● Task objective: Reproduce every line of the entries below, leaving the text lines unchanged, and shift each bounding-box coordinate up by 93.

● Extracted records:
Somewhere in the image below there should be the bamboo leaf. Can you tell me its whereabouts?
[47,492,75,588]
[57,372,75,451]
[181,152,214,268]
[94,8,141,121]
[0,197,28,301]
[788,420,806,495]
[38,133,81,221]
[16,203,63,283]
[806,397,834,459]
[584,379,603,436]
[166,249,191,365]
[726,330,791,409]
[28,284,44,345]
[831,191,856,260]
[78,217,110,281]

● Reply:
Somewhere in the image below there should be the bamboo leaf. Can you tell me its whereabouts?
[140,585,168,681]
[150,465,168,544]
[274,245,307,361]
[187,101,234,214]
[93,290,121,394]
[881,513,899,588]
[131,226,174,314]
[109,296,156,376]
[899,490,927,552]
[677,472,696,529]
[259,342,284,458]
[819,423,884,502]
[121,377,137,438]
[924,284,949,353]
[171,310,203,374]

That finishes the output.